◆ Document passage ◆
(begin)

The Brooklyn Camorra or New York Camorra is a term for a loose grouping of early-20th century organized crime groups that formed among Italian immigrants originating in Naples and the surrounding Campania region living in Greater New York, particularly in Brooklyn.[1] In the early 20th century the criminal underworld of New York City consisted mainly of East Harlem-based Sicilians and groups of Neapolitans from Brooklyn, sometimes referred to as the Brooklyn Camorra, as Neapolitan organized crime was called the Camorra.[1]

Background

The substantial population of the New York Italian community offered plentiful economic opportunities. At the turn of the century, some 500,000 Italians, mainly originating from the impoverished southern regions of Italy, lived in New York City and had to survive in difficult social and economic circumstances.[2][3]

Italian immigration “made fortunes for speculators and landlords, but it also transformed the neighborhood into a kind of human ant heap in which suffering, crime, ignorance and filth were the dominant elements,” according to historian Arrigo Petacco.[3] According to sociologist Humbert S. Nelli: “New York’s Italian community offered a lucrative market for illicit activities, particularly gambling and prostitution. It also provided a huge market for products from the homeland and from the West Coast, such as artichokes and olive oil, the distribution of which the criminal elements attempted to control.”[2]

Early crime bosses

Giosue Gallucci (centre) outside Gallucci's East 109th Street cigar business, ca. 1900

The cheap labour needed for the expansion of capitalism of that time was made available by the scores of poor Italian immigrants. Like earlier immigrant generations a few Sicilians and Neapolitans engaged in criminal activities to succeed, employing the crime traditions from their original Italian home regions.[3] One of the prominent crime bosses was Enrico Alfano, who became one of the principal underworld targets of police sergeant Joseph Petrosino, the head of the Italian Squad of the New York City Police Department.[4] Another prominent criminal boss around 1910-15 was Giosue Gallucci, the undisputed King of Little Italy born in Naples, who employed Neapolitan and Sicilian street gangs as his enforcers for the Italian lottery or numbers game and enjoyed functional immunity from law enforcement through his political contacts.[2][3]

Mugshot of Alessandro Vollero

Apart from them there were different Camorra gangs in New York. The gangs had their roots in the Neapolitan Camorra, but most members were American born.[1] The two New York based Camorra groups were the Neapolitan Navy Street gang headed by Alessandro Vollero and Leopoldo Lauritano, and the Neapolitan Coney Island gang under the command of Pellegrino Morano who ran his activities from his Santa Lucia restaurant in Coney Island.

(end)

◆ Direction 1 ◆
Identify each line in the rows below that contains the word "sofa", and copy those lines.

(Saved data entries)
(begin)

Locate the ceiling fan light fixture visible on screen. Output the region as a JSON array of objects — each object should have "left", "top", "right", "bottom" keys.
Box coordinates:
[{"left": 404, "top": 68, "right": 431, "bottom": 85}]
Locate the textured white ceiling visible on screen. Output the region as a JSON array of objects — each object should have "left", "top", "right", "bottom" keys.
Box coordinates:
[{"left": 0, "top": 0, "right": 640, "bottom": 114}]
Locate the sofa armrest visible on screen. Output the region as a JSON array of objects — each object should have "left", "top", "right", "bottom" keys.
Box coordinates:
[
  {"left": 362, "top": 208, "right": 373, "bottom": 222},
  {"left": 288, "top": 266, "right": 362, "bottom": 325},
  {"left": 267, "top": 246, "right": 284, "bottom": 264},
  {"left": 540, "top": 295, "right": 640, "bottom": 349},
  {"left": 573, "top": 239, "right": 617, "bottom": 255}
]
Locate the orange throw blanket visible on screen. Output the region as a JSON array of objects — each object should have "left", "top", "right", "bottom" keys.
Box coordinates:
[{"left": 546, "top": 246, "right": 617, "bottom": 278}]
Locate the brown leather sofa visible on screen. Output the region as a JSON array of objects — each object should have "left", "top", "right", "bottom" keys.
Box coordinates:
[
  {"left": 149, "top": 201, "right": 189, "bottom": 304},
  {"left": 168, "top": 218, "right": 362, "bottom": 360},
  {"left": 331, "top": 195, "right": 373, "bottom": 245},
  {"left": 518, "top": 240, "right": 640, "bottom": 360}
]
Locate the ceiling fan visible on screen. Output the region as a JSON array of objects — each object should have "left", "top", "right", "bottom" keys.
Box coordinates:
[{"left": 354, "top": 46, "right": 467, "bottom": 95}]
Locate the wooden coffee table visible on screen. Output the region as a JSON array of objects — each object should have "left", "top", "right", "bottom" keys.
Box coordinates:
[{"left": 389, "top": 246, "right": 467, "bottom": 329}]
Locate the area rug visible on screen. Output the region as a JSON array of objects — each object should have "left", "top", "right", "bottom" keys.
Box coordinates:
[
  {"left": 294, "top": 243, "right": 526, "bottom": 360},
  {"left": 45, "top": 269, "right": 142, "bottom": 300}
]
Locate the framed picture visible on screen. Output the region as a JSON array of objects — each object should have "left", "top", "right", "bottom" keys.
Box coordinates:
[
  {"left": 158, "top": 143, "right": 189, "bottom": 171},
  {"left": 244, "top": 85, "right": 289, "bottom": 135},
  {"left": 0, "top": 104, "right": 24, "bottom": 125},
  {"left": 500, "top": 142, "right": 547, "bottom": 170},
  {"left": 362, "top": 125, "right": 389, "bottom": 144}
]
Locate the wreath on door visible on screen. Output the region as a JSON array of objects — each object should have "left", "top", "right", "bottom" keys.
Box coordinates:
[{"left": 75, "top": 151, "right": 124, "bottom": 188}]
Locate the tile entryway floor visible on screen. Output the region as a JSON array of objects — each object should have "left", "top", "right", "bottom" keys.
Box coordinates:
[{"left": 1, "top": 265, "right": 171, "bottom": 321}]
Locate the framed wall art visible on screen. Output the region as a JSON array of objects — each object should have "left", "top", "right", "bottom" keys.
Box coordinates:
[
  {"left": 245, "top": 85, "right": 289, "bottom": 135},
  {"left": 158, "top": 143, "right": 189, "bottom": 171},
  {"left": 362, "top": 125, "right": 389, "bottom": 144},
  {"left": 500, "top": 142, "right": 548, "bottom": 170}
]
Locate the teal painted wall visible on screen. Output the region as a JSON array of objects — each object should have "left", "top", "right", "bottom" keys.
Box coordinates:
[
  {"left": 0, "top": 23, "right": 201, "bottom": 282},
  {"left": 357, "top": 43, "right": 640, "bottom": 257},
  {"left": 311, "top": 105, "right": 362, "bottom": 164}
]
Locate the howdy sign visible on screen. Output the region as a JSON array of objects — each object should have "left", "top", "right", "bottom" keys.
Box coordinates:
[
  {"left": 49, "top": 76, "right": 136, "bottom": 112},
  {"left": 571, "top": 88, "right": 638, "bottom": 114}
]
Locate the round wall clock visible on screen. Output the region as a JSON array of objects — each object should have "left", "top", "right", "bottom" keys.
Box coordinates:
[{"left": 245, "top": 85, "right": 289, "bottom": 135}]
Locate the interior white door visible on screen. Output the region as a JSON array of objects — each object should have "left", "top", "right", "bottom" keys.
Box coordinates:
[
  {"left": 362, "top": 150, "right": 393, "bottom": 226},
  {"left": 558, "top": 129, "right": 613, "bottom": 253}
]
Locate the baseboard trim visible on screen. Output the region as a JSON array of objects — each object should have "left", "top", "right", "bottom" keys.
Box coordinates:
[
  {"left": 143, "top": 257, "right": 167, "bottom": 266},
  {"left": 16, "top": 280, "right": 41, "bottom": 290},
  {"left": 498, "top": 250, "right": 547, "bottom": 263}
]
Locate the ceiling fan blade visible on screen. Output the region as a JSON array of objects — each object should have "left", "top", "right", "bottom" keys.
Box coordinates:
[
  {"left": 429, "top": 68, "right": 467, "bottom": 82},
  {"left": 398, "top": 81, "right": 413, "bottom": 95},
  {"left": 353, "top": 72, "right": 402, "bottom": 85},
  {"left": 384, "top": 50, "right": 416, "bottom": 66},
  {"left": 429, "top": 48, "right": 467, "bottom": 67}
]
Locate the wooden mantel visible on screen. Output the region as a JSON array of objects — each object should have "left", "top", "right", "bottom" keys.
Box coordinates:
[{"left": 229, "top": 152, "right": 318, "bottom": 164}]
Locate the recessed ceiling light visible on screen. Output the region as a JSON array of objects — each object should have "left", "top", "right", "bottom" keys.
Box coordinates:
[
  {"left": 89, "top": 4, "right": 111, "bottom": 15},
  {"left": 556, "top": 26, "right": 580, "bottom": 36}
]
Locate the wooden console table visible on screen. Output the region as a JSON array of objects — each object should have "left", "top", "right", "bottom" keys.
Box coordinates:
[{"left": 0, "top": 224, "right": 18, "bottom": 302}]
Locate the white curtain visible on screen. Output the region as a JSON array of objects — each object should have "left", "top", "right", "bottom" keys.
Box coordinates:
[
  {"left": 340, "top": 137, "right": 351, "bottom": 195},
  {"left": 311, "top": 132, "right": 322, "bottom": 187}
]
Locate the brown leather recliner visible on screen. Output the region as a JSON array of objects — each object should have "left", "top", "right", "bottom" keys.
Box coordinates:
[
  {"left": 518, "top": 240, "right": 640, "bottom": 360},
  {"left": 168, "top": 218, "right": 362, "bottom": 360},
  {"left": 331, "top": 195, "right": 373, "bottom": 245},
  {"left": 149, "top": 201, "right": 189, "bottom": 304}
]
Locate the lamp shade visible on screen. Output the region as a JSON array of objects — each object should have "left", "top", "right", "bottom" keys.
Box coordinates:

(end)
(begin)

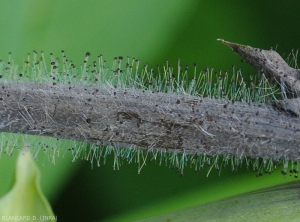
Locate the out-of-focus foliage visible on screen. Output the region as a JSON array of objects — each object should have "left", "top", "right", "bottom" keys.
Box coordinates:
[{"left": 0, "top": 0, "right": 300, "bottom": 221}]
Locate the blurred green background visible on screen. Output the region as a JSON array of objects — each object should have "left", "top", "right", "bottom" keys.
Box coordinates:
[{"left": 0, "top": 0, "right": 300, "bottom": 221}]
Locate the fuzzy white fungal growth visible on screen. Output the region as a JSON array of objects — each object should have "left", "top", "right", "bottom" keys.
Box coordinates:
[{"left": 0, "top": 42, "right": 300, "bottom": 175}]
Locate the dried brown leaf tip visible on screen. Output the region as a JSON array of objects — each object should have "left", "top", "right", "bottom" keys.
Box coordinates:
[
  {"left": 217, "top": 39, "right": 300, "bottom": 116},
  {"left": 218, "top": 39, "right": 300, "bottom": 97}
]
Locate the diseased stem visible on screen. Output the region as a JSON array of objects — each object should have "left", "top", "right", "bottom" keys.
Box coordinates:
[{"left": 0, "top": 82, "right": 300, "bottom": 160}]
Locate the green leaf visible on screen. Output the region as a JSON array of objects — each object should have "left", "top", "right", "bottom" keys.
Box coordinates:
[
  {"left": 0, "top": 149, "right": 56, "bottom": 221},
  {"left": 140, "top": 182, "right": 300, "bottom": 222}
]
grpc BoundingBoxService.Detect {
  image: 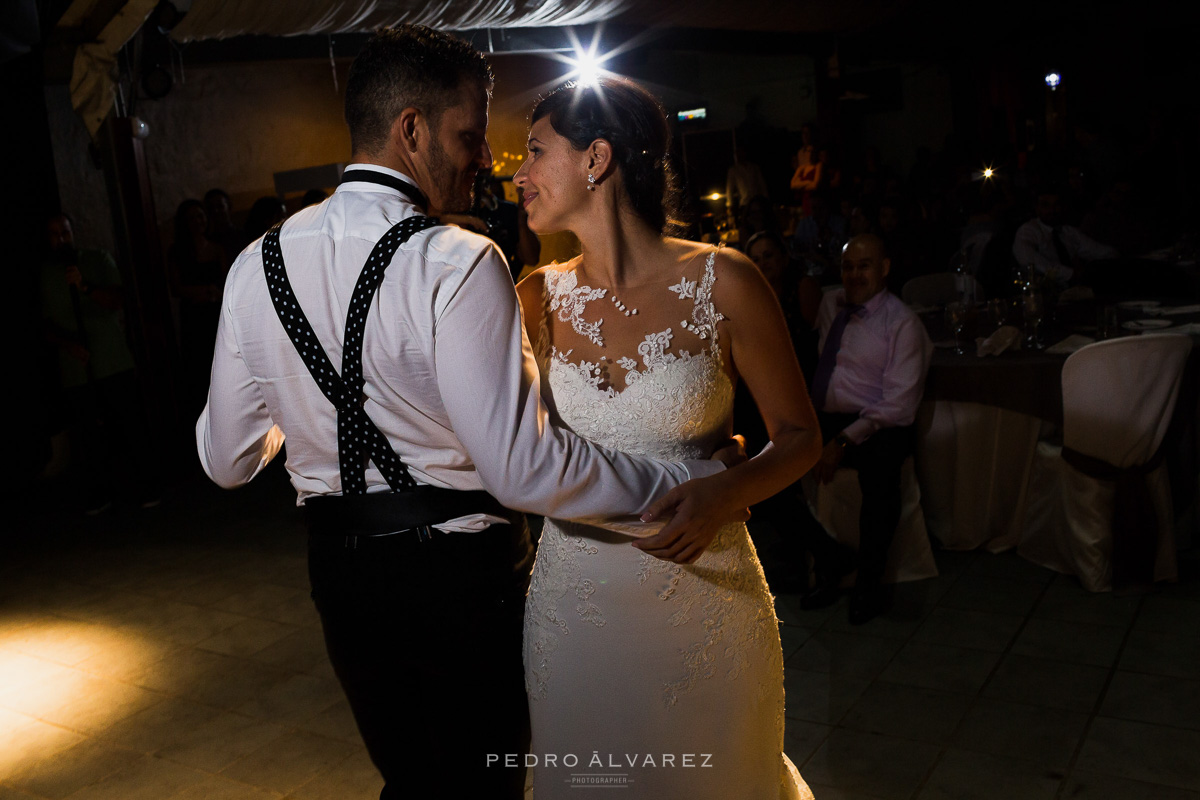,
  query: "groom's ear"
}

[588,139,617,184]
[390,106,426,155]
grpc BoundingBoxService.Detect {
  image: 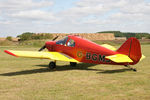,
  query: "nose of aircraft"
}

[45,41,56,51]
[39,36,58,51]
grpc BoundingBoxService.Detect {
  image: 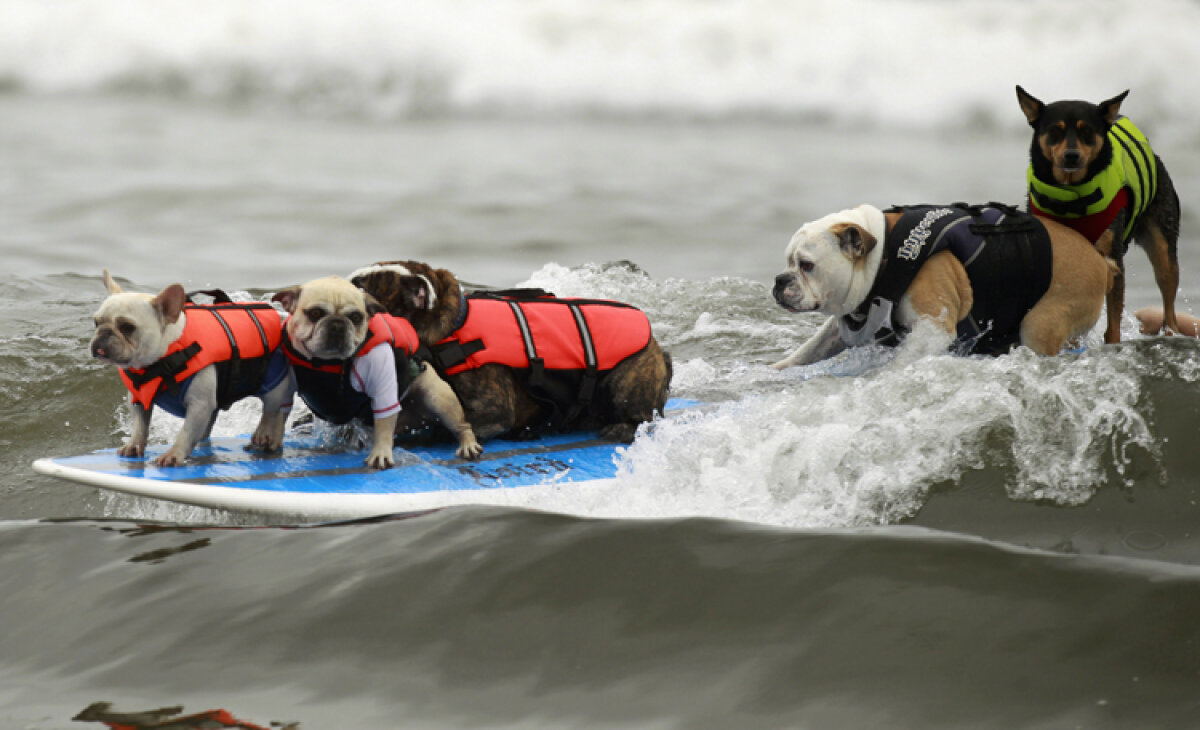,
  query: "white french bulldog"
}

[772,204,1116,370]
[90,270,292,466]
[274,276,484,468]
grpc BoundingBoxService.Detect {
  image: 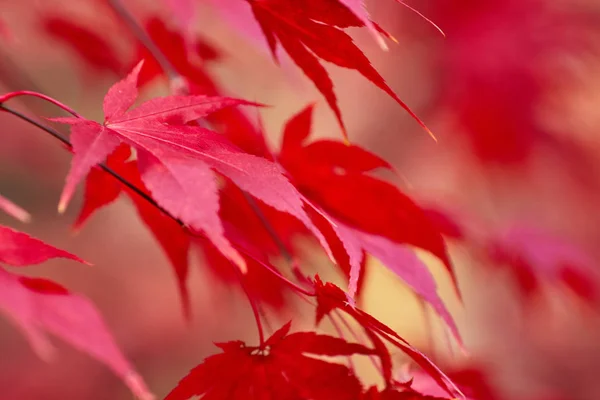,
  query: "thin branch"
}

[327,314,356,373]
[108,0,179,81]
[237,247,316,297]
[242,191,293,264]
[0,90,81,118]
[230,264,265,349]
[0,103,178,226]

(end)

◆ Direction 2 ◆
For each statement, decide whether the passage on the Brooklyn Camorra supports it. Answer yes or no and quote the deciding words. (a) Around the turn of the century, about 500,000 Italians lived in New York City. (b) Giosue Gallucci was born in Sicily. (c) Most members of the New York Camorra gangs were born in Italy.

◆ Finished answer 1 ◆
Locate the sofa armrest visible on screen. Output the region as a JSON array of objects — each object should have "left", "top", "right", "bottom" keys.
Locate the brown leather sofa visible on screen. Output the region as a JSON array of objects — each object should have "left", "top", "right", "bottom" keys.

◆ Finished answer 2 ◆
(a) Yes: "some 500,000 Italians, mainly originating from the impoverished southern regions of Italy, lived in New York City"
(b) No: "the undisputed King of Little Italy born in Naples"
(c) No: "most members were American born"